• _Document segment_:

Why West Ham are using a tiny Perth football club as their training base on pre-season tour
How a tragic death links West Ham to the tiny Perth football club whose ground the Premier League giants are using as their base during trip Down Under to play Spurs
- Dylan Tombides was a West Ham player from the age of 15
- Aussie striker died aged 20 in 2014 from testicular cancer
- Players trained in Perth this week and remembered Tombides
- On a pre-season tour, Hammers will play Perth Glory and Tottenham
Dylan Tombides is a West Ham legend in the eyes of many football fans – despite one professional appearance for the Premier League club.
The Young Socceroo, tipped by many to be a future star, lost his battle with testicular cancer aged just 20 in 2014.
Born in Perth, he was signed by the Hammers at the age of 15, after playing his junior football at Stirling Lions.
So naturally, with West Ham on a pre-season tour of Australia where they will play A-League side Perth Glory [July 15] and Ange Postecoglou’s Tottenham [July 18] at Optus Stadium, manager David Moyes sent his team through their paces at the training base of the Lions.

• _Exercise instructions_:
a) Output everything from "The Young Socceroo, tipped" down to "of the Lions." in the West Ham article, copied word for word.
b) Write the next part of the article about West Ham training in Perth, picking up after its final sentence.

• _Data under study_:
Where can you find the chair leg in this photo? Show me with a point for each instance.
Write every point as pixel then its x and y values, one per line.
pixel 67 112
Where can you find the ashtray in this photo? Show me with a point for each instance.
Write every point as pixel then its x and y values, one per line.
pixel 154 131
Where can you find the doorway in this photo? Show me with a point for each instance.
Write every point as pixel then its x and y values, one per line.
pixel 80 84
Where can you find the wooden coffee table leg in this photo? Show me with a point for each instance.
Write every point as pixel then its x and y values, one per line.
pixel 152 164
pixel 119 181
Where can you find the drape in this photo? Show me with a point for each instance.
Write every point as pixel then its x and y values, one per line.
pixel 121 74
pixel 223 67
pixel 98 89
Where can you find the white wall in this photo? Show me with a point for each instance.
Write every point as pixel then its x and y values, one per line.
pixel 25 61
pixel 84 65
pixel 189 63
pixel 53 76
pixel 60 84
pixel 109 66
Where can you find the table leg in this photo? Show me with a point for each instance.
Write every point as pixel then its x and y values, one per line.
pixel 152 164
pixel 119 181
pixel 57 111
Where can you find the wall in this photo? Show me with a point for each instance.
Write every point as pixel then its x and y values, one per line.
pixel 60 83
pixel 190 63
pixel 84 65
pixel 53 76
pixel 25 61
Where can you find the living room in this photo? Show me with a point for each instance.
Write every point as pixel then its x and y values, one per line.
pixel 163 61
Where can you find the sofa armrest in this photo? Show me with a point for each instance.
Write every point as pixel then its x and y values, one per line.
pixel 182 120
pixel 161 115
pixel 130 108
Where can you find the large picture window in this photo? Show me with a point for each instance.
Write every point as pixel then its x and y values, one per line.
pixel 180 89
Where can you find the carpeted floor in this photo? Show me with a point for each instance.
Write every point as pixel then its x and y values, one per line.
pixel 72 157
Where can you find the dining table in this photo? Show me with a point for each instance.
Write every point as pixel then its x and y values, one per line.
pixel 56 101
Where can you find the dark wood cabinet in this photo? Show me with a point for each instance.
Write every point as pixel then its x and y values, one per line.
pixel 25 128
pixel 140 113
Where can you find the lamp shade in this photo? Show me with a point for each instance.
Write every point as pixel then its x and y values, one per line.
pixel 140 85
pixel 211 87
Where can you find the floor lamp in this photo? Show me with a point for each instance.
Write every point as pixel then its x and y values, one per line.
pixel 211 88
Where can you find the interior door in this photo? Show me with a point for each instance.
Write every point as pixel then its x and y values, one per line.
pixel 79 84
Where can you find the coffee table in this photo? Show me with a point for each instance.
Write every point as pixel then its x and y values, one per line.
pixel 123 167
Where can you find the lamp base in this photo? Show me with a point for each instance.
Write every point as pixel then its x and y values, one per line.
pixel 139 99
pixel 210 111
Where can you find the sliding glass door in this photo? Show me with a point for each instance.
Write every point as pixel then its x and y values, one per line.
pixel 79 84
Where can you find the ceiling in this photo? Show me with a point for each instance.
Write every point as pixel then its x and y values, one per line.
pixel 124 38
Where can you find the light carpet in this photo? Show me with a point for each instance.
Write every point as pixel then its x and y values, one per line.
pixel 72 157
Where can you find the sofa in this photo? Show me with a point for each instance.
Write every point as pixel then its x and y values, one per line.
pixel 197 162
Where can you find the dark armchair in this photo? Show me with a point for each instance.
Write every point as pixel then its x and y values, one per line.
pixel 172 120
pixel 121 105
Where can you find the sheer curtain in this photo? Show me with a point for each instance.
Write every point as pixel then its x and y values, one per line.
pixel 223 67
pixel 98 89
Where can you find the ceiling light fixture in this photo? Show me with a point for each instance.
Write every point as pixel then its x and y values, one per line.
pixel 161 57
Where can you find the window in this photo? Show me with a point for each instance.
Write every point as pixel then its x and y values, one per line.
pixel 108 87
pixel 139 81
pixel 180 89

• _Your responses_:
a)
The Young Socceroo, tipped by many to be a future star, lost his battle with testicular cancer aged just 20 in 2014.
Born in Perth, he was signed by the Hammers at the age of 15, after playing his junior football at Stirling Lions.
So naturally, with West Ham on a pre-season tour of Australia where they will play A-League side Perth Glory [July 15] and Ange Postecoglou’s Tottenham [July 18] at Optus Stadium, manager David Moyes sent his team through their paces at the training base of the Lions.

b)
They also wore t-shirts featuring Tombides’ name and number 38 on the back in a tribute to their former player.
Dylan Tombides is a West Ham legend in the eyes of many football fans – despite one professional appearance for the club (pictured, playing for Young Socceroos in 2014)
The striker was just 20 – and on the books of West Ham at the time – when he lost his battle with testicular cancer
Long term Stirling Lions president Don Evans – himself a long-time West Ham fan – was buzzing to see his heroes in the flesh, and elated to see Tombides remembered.
‘It is emotionally touching, because you know the battle that he went through and the battle that [his family] Tracylee, Jimmy and Taylor went through and you saw that pain, everyone did their best to support and love and care,’ Evans told the West Australian.
‘The reason Dylan’s got the respect he has from all the West Ham people and the football community in general is he never gave up in his battle and he fought so hard.
‘He showed the world how great he was…[in my eyes] he would have been our Mark Viduka for the Socceroos.’
Almost a decade since his passing, the striker hasn’t been forgotten at West Ham.
West Ham are on a pre-season tour of Australia and trained at Tombides’ junior club, the Stirling Lions, this week in Perth and wore training tops with Dylan’s name and number on it
West Ham players signing autographs for fans after a training session at Macedonia Park in Perth ahead of their matches against Perth Glory and Tottenham
The club retired his no.38 playing number – an honour he shares with football great Bobby Moore, who captained England to victory in the 1966 World Cup.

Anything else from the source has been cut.